***** PASSAGE

The effects of antibiotics on menstruation are not completely certain, although some research has been conducted in the past in an attempt to determine if antibiotics affect the menstrual cycle. Many women who take antibiotics notice no differences in their menstrual cycles, while other women have noticed changes that they assume are the result of antibiotic use. The possible effects of antibiotics on menstruation may not be related to the antibiotics themselves, but rather to the infections that antibiotics are used to treat. Some women think that antibiotics cause heavier bleeding, delayed menstruation onset, and more severe cramping than normal, but these problems could be caused by infections, particularly if the infections involve the female reproductive system.
In the late 1940s, two British medical specialists did a study on the effects of penicillin, which is a type of antibiotic, on several women to see how it affected their menstrual cycles, if at all. Their findings were inconclusive, although several women who participated in the study did report some changes, including severe cramping and heavier bleeding than normal. Some women also noticed differences in when menstruation started and how long it lasted. Even though many women did notice differences, there were many women who did not, which may be why the study did not reveal much about the effects of antibiotics on menstruation.

**********

▸ **QUESTIONS ON THE MATERIAL**
A. Translate this sentence from the passage on antibiotics and menstruation into Spanish: "Some women also noticed differences in when menstruation started and how long it lasted."
B. According to the passage on antibiotics and menstruation, why might the late-1940s penicillin study have revealed little about how antibiotics affect menstruation?
C. Carry the passage on antibiotics and menstruation forward from its final sentence.

***** DATA

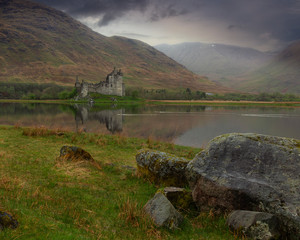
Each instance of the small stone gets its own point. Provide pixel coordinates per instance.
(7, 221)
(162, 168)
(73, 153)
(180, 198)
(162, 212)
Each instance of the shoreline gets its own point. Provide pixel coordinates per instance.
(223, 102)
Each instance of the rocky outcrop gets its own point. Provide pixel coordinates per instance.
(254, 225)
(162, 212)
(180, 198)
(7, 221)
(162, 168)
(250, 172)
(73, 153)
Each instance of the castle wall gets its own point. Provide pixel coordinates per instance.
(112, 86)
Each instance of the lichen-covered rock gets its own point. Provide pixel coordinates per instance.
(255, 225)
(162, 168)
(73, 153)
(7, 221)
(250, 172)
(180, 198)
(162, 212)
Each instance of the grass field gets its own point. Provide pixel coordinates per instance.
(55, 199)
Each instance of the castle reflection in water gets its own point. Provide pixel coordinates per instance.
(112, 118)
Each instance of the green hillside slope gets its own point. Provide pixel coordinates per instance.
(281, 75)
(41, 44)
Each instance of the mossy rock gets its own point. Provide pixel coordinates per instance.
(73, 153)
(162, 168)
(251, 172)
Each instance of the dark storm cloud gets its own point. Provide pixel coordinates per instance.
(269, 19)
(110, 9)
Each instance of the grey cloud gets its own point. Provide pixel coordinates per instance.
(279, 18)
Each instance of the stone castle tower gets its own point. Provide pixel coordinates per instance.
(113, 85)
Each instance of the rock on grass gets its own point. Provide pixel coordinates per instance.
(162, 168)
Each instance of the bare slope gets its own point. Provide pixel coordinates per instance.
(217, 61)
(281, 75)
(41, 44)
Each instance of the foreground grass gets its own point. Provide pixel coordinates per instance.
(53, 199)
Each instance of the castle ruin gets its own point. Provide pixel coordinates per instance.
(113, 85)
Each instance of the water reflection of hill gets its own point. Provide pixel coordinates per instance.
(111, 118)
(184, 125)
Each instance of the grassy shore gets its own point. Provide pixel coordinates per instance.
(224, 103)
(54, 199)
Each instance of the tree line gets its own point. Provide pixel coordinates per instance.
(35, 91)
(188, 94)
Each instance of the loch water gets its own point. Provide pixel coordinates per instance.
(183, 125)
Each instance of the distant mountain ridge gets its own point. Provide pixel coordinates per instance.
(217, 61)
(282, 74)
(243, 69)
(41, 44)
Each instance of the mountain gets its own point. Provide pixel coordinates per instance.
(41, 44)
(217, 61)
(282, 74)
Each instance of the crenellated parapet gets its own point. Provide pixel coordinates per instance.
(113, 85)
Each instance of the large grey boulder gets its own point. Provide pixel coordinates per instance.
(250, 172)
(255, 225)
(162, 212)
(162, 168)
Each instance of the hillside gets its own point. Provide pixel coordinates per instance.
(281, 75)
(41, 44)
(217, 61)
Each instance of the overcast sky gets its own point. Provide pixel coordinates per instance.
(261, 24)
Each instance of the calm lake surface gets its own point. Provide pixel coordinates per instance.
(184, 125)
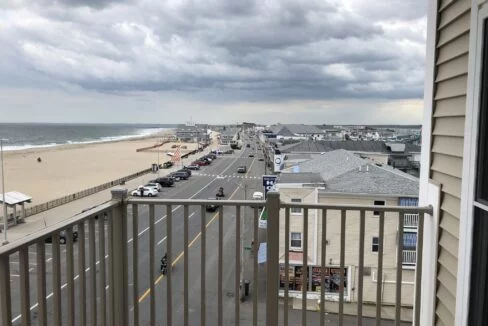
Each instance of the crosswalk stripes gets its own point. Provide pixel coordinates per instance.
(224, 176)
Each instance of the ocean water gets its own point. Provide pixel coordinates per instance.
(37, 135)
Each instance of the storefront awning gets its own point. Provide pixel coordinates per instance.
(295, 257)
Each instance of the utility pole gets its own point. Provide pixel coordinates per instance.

**********
***** DATA

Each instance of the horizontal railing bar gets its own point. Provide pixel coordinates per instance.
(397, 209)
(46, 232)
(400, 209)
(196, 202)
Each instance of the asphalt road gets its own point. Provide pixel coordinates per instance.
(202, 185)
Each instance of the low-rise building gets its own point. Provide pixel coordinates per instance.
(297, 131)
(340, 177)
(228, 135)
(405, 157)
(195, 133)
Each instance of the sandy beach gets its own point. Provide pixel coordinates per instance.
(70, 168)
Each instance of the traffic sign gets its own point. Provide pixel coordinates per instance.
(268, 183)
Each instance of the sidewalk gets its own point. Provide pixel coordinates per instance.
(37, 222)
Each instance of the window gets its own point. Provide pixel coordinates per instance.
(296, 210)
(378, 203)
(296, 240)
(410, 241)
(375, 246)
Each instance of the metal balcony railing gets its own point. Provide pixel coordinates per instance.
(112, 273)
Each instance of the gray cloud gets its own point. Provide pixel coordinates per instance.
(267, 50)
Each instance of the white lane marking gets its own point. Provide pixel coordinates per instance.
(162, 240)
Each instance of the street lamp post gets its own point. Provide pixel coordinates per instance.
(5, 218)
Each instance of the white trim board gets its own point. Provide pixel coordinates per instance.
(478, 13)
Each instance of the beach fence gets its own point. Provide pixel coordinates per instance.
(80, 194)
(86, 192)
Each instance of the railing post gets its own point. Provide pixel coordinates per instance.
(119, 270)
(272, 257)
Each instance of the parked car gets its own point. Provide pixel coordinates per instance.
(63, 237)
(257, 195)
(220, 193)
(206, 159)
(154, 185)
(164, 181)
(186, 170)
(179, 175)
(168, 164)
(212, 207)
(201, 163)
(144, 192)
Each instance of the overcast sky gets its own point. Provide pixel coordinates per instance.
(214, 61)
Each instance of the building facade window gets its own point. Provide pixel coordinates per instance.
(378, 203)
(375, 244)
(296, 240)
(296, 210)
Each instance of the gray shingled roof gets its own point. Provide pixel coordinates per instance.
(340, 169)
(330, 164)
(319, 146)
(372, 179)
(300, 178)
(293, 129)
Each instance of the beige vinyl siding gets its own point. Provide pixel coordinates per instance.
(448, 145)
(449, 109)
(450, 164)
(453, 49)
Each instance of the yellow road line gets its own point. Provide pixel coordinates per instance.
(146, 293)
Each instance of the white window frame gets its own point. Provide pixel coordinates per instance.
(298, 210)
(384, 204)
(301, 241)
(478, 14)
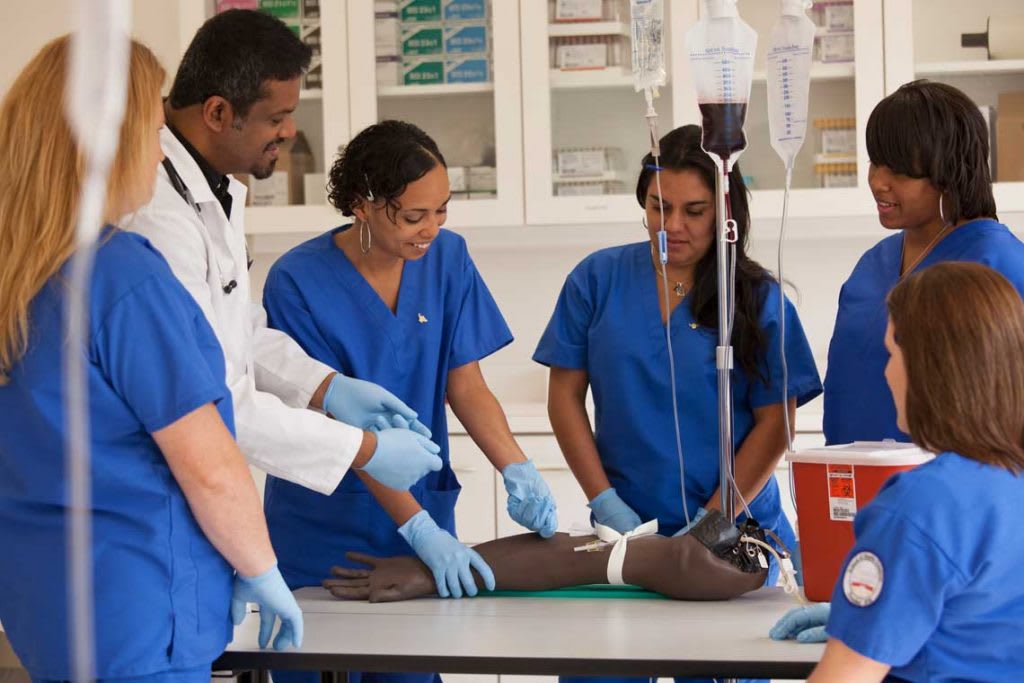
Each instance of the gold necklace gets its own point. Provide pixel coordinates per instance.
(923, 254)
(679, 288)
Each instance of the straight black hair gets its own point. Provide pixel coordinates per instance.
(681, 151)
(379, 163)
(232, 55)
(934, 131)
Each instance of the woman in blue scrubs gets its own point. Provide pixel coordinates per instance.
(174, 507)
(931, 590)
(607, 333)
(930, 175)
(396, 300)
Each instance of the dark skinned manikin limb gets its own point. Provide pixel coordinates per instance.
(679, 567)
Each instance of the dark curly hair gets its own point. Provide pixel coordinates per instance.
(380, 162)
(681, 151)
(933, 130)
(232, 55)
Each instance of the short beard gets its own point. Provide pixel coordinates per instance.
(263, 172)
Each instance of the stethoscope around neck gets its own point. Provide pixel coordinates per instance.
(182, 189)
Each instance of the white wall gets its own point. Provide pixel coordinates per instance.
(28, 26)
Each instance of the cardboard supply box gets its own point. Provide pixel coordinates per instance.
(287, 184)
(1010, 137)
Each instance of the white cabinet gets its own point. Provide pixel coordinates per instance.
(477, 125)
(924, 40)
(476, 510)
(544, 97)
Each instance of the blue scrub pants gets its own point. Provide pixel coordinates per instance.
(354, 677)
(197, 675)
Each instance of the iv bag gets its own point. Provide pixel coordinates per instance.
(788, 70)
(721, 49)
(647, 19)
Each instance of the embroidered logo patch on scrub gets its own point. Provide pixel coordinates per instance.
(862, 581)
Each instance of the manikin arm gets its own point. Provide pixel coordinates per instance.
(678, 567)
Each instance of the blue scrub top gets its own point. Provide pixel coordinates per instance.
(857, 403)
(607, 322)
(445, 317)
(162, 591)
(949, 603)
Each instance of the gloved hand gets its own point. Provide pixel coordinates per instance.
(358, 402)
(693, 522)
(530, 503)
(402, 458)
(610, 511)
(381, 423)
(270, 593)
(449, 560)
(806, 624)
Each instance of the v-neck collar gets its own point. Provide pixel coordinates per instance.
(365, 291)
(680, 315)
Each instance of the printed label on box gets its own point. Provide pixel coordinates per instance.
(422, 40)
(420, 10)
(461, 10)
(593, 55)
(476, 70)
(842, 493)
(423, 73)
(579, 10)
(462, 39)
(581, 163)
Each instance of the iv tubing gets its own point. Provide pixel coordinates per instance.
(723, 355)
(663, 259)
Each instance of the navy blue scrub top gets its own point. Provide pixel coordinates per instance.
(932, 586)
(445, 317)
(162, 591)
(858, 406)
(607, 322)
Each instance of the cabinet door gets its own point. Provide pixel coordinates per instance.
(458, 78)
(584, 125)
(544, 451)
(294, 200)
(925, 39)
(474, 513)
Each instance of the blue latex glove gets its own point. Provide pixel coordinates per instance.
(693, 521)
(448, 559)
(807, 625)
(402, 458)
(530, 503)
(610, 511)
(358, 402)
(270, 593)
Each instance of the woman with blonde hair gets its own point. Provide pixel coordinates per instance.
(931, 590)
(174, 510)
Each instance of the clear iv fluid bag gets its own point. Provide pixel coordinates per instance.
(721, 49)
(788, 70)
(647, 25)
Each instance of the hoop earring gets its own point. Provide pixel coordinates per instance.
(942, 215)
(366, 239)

**********
***** DATA

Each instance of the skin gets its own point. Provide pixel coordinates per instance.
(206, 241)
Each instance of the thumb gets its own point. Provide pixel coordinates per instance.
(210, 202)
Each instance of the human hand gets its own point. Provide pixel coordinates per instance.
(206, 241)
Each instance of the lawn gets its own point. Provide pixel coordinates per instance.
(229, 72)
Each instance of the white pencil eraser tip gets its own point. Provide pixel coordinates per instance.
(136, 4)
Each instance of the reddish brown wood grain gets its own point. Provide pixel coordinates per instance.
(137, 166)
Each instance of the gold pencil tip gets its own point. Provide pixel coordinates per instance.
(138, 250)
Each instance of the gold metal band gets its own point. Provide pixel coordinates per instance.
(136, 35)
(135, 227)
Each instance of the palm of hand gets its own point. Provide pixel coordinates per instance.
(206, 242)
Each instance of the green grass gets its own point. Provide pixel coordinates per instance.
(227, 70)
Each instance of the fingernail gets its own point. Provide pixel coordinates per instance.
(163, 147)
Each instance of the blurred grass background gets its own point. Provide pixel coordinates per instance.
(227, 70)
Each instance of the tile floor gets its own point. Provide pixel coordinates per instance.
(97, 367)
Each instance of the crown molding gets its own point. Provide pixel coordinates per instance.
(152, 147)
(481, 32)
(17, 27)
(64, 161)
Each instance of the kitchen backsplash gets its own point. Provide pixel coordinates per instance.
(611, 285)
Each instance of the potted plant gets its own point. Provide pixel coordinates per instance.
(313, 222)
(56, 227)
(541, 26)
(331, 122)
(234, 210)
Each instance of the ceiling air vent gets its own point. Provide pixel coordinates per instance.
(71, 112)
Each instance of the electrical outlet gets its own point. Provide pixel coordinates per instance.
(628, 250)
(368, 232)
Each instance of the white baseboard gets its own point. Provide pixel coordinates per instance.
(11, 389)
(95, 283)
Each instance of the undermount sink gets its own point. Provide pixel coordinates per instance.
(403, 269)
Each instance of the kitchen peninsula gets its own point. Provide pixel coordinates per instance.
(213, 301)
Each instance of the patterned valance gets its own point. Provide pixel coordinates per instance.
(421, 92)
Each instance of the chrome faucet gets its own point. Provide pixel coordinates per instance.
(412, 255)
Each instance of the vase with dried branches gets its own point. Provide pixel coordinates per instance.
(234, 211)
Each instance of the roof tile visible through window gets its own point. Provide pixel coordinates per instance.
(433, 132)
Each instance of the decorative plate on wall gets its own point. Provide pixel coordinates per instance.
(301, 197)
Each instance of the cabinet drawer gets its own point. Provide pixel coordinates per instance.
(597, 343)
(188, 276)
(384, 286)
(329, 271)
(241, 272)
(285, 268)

**********

▸ **ANSWERS IN ORDER**
A. Algunas mujeres también notaron diferencias en cuándo comenzaba la menstruación y cuánto duraba.

B. Although many women in the study reported changes such as severe cramping, heavier bleeding and shifts in timing, many other women noticed no differences at all. The passage suggests this may be why the study did not reveal much.

C.
There are several infections that occur in the reproductive system that antibiotics may be used to treat, and these infections might cause changes in menstruation. Some things that antibiotics are occasionally used for in women include vaginal infections and uterine infections. Antibiotics are also occasionally prescribed for certain types of yeast infections. Women who notice changes in their menstrual cycles who have infections inside their reproductive systems are most likely experiencing changes because of the nature of their infections rather than from the antibiotics themselves.
Even though the effects of antibiotics on menstruation are more than likely related to different types of infections rather than to antibiotics, any unusual changes should be reported to a physician. There is always a chance that certain antibiotics could cause changes inside the body that might affect the menstrual cycle. If changes in the cycle are very unusual and severe, a doctor may be able to help. If a doctor suspects that antibiotics are causing problems with menstruation, she will probably attempt to find another antibiotic to prescribe that her patient may not be as sensitive to.